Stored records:
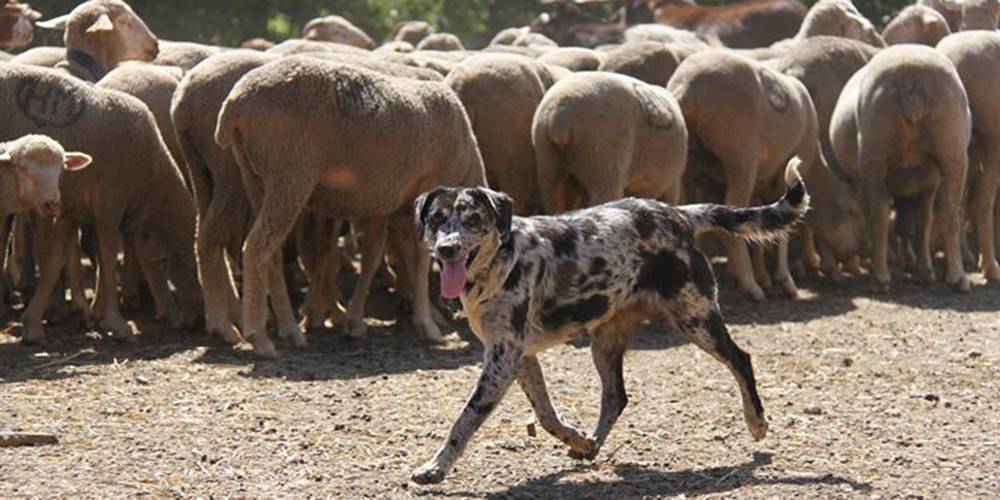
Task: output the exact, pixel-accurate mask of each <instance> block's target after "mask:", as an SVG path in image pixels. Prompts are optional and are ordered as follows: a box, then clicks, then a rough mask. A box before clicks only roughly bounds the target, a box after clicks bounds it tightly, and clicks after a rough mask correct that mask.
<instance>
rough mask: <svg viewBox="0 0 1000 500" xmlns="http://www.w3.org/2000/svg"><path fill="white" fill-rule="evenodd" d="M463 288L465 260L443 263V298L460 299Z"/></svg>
mask: <svg viewBox="0 0 1000 500" xmlns="http://www.w3.org/2000/svg"><path fill="white" fill-rule="evenodd" d="M463 288H465V259H464V258H458V259H455V260H453V261H450V262H442V263H441V296H442V297H444V298H446V299H448V300H452V299H455V298H458V296H459V295H461V294H462V289H463Z"/></svg>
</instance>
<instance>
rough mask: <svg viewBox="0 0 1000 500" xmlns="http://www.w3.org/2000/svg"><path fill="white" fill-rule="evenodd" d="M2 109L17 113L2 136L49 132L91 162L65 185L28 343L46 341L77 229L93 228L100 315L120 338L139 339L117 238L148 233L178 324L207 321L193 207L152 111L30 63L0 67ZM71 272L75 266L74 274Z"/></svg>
mask: <svg viewBox="0 0 1000 500" xmlns="http://www.w3.org/2000/svg"><path fill="white" fill-rule="evenodd" d="M0 106H3V107H4V109H7V110H10V112H9V113H8V114H7V116H6V119H5V120H4V121H3V123H2V124H0V137H5V136H6V137H9V136H15V135H23V134H26V133H34V132H36V131H44V132H45V133H46V134H48V135H50V136H51V137H52V138H53V139H55V140H58V141H59V142H60V143H61V144H63V145H64V146H65V147H67V148H71V149H86V150H87V151H88V152H89V153H90V154H92V155H93V157H94V165H93V166H91V167H90V168H88V169H87V170H86V171H83V172H79V173H70V175H64V176H63V177H62V179H61V181H60V190H61V193H62V198H63V212H62V217H60V219H59V221H58V223H57V225H56V227H55V228H53V235H52V238H51V240H50V244H49V245H46V246H45V247H46V248H45V249H46V254H47V255H45V256H44V258H43V259H41V261H40V265H41V281H40V283H39V285H38V288H37V290H36V293H35V295H34V297H32V299H31V301H30V303H29V304H28V306H27V307H26V308H25V310H24V313H23V315H22V323H23V324H24V328H25V333H24V336H23V339H24V340H26V341H28V342H32V341H35V342H37V341H42V340H43V339H44V337H45V332H44V328H43V326H42V313H43V312H44V311H45V308H46V306H47V304H48V302H49V299H50V298H51V296H52V292H53V290H54V287H55V285H56V282H57V280H58V278H59V274H60V273H61V271H62V269H63V267H64V265H65V260H66V253H65V252H63V251H62V249H64V248H66V247H65V245H66V244H67V242H68V241H69V237H70V234H71V232H72V231H73V228H74V227H76V226H77V225H80V224H86V225H92V226H93V227H94V229H95V231H96V234H97V240H98V246H99V248H98V257H99V268H100V270H101V272H100V273H99V275H98V286H97V297H96V300H95V304H94V313H95V316H96V319H97V320H98V321H99V324H100V325H101V326H102V327H103V328H105V329H107V330H110V331H111V332H112V333H113V335H114V337H115V338H118V339H128V338H132V335H133V333H132V330H131V328H130V327H129V325H128V324H127V323H126V322H125V320H124V319H123V318H122V317H121V313H120V311H119V309H118V290H117V285H116V283H115V279H114V276H115V273H114V272H113V270H114V269H115V267H116V263H117V256H118V251H119V250H120V247H121V233H120V231H125V232H130V231H132V230H140V231H144V232H146V233H148V234H149V235H150V236H151V238H152V239H153V240H154V241H155V242H156V244H157V245H159V246H160V247H161V248H162V249H163V251H164V253H165V255H166V258H167V265H168V270H167V274H168V276H169V279H170V280H171V281H172V282H173V283H174V285H175V287H176V289H177V299H178V300H179V302H180V308H181V309H180V310H181V314H180V317H181V318H182V319H183V322H184V324H190V323H191V322H193V321H195V320H196V319H197V318H198V317H199V316H200V315H201V311H200V308H201V300H200V297H199V293H198V278H197V273H196V268H195V260H194V222H195V220H194V206H193V203H192V201H191V198H190V196H189V195H188V193H187V190H186V189H185V187H184V182H183V179H182V178H181V175H180V172H179V171H178V170H177V166H176V165H175V164H174V162H173V161H172V160H171V158H170V155H169V153H168V152H167V149H166V146H165V145H164V143H163V140H162V139H161V137H160V134H159V132H158V131H157V128H156V122H155V120H154V119H153V116H152V114H151V113H150V112H149V110H148V109H147V108H146V106H145V105H143V104H142V102H141V101H139V100H138V99H136V98H134V97H132V96H129V95H126V94H123V93H121V92H115V91H109V90H105V89H101V88H97V87H94V86H92V85H90V84H87V83H84V82H82V81H79V80H78V79H76V78H73V77H71V76H69V75H66V74H64V73H62V72H60V71H53V70H50V69H45V68H35V67H31V66H20V65H6V66H5V67H2V68H0ZM71 269H72V267H71Z"/></svg>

#### [WORK INSTRUCTIONS]
Show every line of the listing above that contains the string "instance".

#### [WRITTEN RESPONSE]
Task: output the exact, pixel-accurate mask of each <instance> block's target after "mask:", as an SVG path in image pixels. Prompts are optional and are ordered as follows: a box, then clicks, then a rough mask. A box before clicks only roughly bounds the target, a box after clicks bounds it tightly, and clicks after a rough mask correct that mask.
<instance>
</instance>
<instance>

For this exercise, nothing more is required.